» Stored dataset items
* * * *
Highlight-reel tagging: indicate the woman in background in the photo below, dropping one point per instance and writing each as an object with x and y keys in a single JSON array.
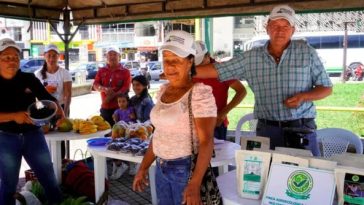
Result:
[{"x": 57, "y": 81}]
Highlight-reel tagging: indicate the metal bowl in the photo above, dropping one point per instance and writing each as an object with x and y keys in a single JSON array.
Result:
[{"x": 43, "y": 116}]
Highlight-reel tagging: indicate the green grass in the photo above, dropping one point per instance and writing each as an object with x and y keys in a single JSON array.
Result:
[{"x": 344, "y": 95}]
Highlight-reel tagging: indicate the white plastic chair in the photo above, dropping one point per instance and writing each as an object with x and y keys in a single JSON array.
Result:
[
  {"x": 337, "y": 140},
  {"x": 252, "y": 125}
]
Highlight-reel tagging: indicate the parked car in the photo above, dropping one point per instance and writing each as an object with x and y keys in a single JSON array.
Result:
[
  {"x": 135, "y": 72},
  {"x": 155, "y": 68},
  {"x": 31, "y": 65},
  {"x": 131, "y": 64},
  {"x": 90, "y": 68}
]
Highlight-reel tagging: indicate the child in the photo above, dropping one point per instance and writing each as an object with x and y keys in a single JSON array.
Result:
[
  {"x": 125, "y": 112},
  {"x": 141, "y": 102}
]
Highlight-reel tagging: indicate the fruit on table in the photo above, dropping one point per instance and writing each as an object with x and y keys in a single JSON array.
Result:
[
  {"x": 100, "y": 122},
  {"x": 64, "y": 125},
  {"x": 84, "y": 126}
]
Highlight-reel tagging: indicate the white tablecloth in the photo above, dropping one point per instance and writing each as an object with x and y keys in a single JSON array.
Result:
[
  {"x": 54, "y": 140},
  {"x": 225, "y": 155}
]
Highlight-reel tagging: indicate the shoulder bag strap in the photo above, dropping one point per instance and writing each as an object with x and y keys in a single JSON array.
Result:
[{"x": 191, "y": 118}]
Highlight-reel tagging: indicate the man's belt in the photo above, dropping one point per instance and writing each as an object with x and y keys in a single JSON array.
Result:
[{"x": 286, "y": 123}]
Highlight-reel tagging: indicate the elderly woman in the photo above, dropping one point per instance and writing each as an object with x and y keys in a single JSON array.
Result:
[
  {"x": 172, "y": 145},
  {"x": 19, "y": 137}
]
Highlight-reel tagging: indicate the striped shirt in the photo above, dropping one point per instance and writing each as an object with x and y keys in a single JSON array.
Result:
[{"x": 299, "y": 70}]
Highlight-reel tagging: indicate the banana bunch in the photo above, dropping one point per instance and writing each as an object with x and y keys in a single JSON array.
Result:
[
  {"x": 84, "y": 126},
  {"x": 100, "y": 122}
]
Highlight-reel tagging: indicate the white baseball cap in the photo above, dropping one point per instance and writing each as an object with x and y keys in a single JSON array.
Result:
[
  {"x": 51, "y": 47},
  {"x": 180, "y": 43},
  {"x": 116, "y": 50},
  {"x": 201, "y": 50},
  {"x": 8, "y": 42},
  {"x": 283, "y": 12}
]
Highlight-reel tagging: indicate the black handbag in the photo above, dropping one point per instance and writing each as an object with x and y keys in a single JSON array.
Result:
[{"x": 209, "y": 191}]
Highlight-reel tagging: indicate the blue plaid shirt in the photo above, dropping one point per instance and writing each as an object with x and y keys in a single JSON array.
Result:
[{"x": 299, "y": 70}]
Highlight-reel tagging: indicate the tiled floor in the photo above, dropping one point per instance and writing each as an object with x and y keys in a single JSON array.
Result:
[{"x": 120, "y": 189}]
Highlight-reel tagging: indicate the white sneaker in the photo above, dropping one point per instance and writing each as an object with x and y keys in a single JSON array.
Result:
[
  {"x": 133, "y": 168},
  {"x": 119, "y": 171}
]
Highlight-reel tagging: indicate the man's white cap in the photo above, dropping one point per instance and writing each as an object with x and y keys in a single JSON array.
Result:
[
  {"x": 201, "y": 50},
  {"x": 51, "y": 47},
  {"x": 8, "y": 42},
  {"x": 283, "y": 12},
  {"x": 180, "y": 43},
  {"x": 116, "y": 50}
]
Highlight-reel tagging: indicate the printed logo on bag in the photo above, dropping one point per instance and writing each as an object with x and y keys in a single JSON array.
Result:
[{"x": 299, "y": 185}]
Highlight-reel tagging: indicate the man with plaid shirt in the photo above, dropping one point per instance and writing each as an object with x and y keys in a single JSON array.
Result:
[{"x": 286, "y": 76}]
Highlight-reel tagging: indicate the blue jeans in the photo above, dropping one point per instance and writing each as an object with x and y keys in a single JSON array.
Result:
[
  {"x": 32, "y": 146},
  {"x": 220, "y": 132},
  {"x": 276, "y": 135},
  {"x": 171, "y": 180}
]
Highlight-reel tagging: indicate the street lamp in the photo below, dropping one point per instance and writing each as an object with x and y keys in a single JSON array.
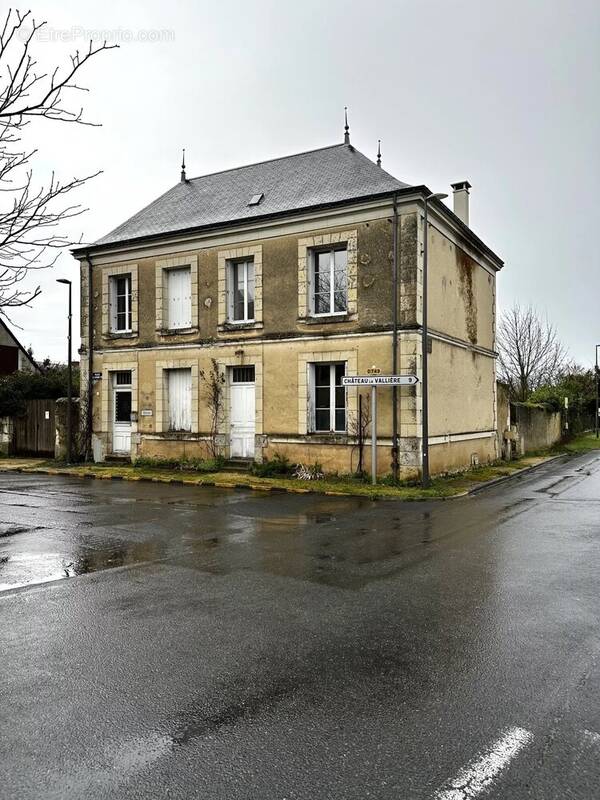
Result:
[
  {"x": 424, "y": 349},
  {"x": 597, "y": 392},
  {"x": 69, "y": 376}
]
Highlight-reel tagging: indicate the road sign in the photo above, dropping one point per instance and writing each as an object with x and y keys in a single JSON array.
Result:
[
  {"x": 374, "y": 380},
  {"x": 379, "y": 380}
]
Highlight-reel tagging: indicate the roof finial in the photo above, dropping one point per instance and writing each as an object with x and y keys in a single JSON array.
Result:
[{"x": 183, "y": 178}]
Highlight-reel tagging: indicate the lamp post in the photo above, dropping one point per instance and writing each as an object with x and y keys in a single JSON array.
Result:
[
  {"x": 597, "y": 392},
  {"x": 424, "y": 349},
  {"x": 69, "y": 376}
]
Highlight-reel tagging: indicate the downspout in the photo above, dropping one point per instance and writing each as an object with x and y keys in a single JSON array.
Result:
[
  {"x": 90, "y": 385},
  {"x": 395, "y": 465}
]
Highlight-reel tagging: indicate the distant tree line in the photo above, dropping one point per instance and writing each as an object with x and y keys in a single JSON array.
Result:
[
  {"x": 50, "y": 384},
  {"x": 535, "y": 365}
]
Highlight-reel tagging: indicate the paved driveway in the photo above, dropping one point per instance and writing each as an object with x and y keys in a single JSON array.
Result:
* * * *
» Description of the task
Please set down the records above word for word and omit their pictures.

» Answer box
Highlight-reel tagging: indicate the woman in background in the photo below, dropping one point per instance and writing each as an object with x and y keys in a single JSON array.
Result:
[{"x": 57, "y": 81}]
Highlight-reel tagging: indicate the metal bowl in the photo above, dropping one point per instance and writing each as an object with x and y keys in a single JSON array.
Result:
[{"x": 43, "y": 116}]
Highlight-reel tagging: indicate the green grass in the photo above, dropping one point per instance and writing each as an object with x and y keys in a single JSON array.
Result:
[{"x": 344, "y": 95}]
Highlight-reel tagging: indicate the white plastic chair in the photo above, dropping one point per instance and writing each as an object with x and y keys in a single JSON array.
Result:
[
  {"x": 337, "y": 140},
  {"x": 252, "y": 125}
]
Highlight-reel tagging: indicate the parked car in the photo above, dropping one point per instance and writing each as an object with x and y keys in a single JSON array.
Result:
[
  {"x": 135, "y": 72},
  {"x": 155, "y": 68},
  {"x": 31, "y": 65},
  {"x": 131, "y": 64},
  {"x": 90, "y": 68}
]
Highlight-reel tagging: indicate the child in the photo above, dropping one point per instance and writing each as an object with x and y keys in a single JSON array.
Result:
[
  {"x": 125, "y": 112},
  {"x": 141, "y": 102}
]
Highlight-reel tagging: indicate the fruit on table in the photo above, dropping one point per instance and writing each as an object with x and y keys in a single JSON array.
Result:
[
  {"x": 100, "y": 122},
  {"x": 64, "y": 125},
  {"x": 84, "y": 126}
]
Highlight-reel tagging: indicate the white tablecloth in the photo above, dropping one point per instance and writing each as an object with x and y keys in a single JSON array.
Result:
[
  {"x": 54, "y": 140},
  {"x": 225, "y": 155}
]
Highlight-reel tagging: indicate the shoulder bag strap in the photo above, dropping one point per instance and writing each as an object with x and y keys in a single JSON array.
Result:
[{"x": 191, "y": 118}]
Highlight-reel tagging: indicate the man's belt in the photo above, dropping one point per instance and writing each as an object with x and y keys in a single JSON array.
Result:
[{"x": 286, "y": 123}]
Highlight-reel tagging: indicate the elderly woman in the photo above, dropping one point per instance and writing each as an object with x and y keys in a single JSON array.
Result:
[
  {"x": 172, "y": 145},
  {"x": 19, "y": 137}
]
Highlight-reel tagging: indicate the striped shirt in the photo above, dropping one point per instance and writing each as an object with x and y keys in a single JSON array.
Result:
[{"x": 299, "y": 70}]
Highlight-reel tagging: indicate the banana bunch in the photo above, dropping one point per instance and writing each as an object with x and y keys in a single JSON array.
Result:
[
  {"x": 84, "y": 126},
  {"x": 100, "y": 122}
]
Highlight-reel tagging: indicate the white baseball cap in the photo above, dropping one point per instance and writing each as an object with x and y keys in a single JSON array.
Result:
[
  {"x": 51, "y": 47},
  {"x": 180, "y": 43},
  {"x": 116, "y": 50},
  {"x": 201, "y": 50},
  {"x": 8, "y": 42},
  {"x": 283, "y": 12}
]
Highlight-reel tagging: indicate the black handbag in the photo above, dropping one point per instance and writing each as an object with x and y keys in a single JSON array.
Result:
[{"x": 209, "y": 191}]
Highlight-reel tagging: indicate the blue plaid shirt in the photo above, dropping one point per instance and writing each as an object with x and y keys in a single JSON array.
Result:
[{"x": 299, "y": 70}]
Highlight-reel tagging: indicate the tiled floor in the photo above, dropping one point per instance and writing each as an object with x and y keys in a single JSON array.
Result:
[{"x": 120, "y": 189}]
Highlight-reel tagging: indicate the white sneaker in the photo above, dropping one point per instance and writing each as an object with x and y keys in a single JSON array.
Result:
[
  {"x": 133, "y": 168},
  {"x": 119, "y": 171}
]
Highlight-reel tagging: indicate the man's white cap in the photo above, dropping one point per instance and writing each as an object with x and y keys in a single JSON array.
Result:
[
  {"x": 201, "y": 50},
  {"x": 51, "y": 47},
  {"x": 8, "y": 42},
  {"x": 283, "y": 12},
  {"x": 180, "y": 43},
  {"x": 116, "y": 50}
]
Highlight-reel tagging: indicate the printed logo on bag in the photo above, dropping one point per instance and writing each as an object with x and y keys in a single JSON array.
Result:
[{"x": 299, "y": 185}]
Highlight-reel tagging: indicate the man with plaid shirt in the photo above, dropping one point per instance and writing each as an object with x and y keys in a single JSON array.
Result:
[{"x": 286, "y": 76}]
Highlight-reel tagging: indicate the blue jeans in the photo above, dropping one point per instance and writing each as an object with x and y keys in a single JSON array.
Result:
[
  {"x": 32, "y": 146},
  {"x": 220, "y": 132},
  {"x": 276, "y": 135},
  {"x": 171, "y": 180}
]
Highlight-reel tagging: indicate the street lamp in the photo below, dropping one point per instance and writing each as an object with x and y keys in a single JSON array.
Result:
[
  {"x": 424, "y": 349},
  {"x": 597, "y": 392},
  {"x": 69, "y": 376}
]
Highlight-reel tagging: indicate the road sign in the photo above, dropping one point per instance and writing each as an object with x and y keys in a single JSON array.
Result:
[
  {"x": 374, "y": 380},
  {"x": 379, "y": 380}
]
Highlight-reel tagging: indicate the roof finial in the photo above, dropping one point per instance and writing each as an object with x and y keys in a single JSON array.
Result:
[{"x": 183, "y": 178}]
Highlight-reel tagging: indicate the lamp post in the photo above, dropping one point per instance and writing each as an object with x and y keys in a single JSON array.
Result:
[
  {"x": 597, "y": 392},
  {"x": 424, "y": 349},
  {"x": 69, "y": 376}
]
Highlight-reel tagging: indicate the downspout in the photo above, dropping one point per instance and writing each as an object with x and y keys in a single JSON array.
Result:
[
  {"x": 90, "y": 385},
  {"x": 395, "y": 465}
]
Highlight-reel tagging: indicate the distant tree line in the photo above, dropping one point per instance and writing each as an object with x and y keys in a single JSON array.
Result:
[
  {"x": 50, "y": 384},
  {"x": 535, "y": 365}
]
Highlight-reel tagging: indicate the paved driveway in the photo above, dropping one point per instance and writing each as an object with x and y keys in a single JSON array.
Result:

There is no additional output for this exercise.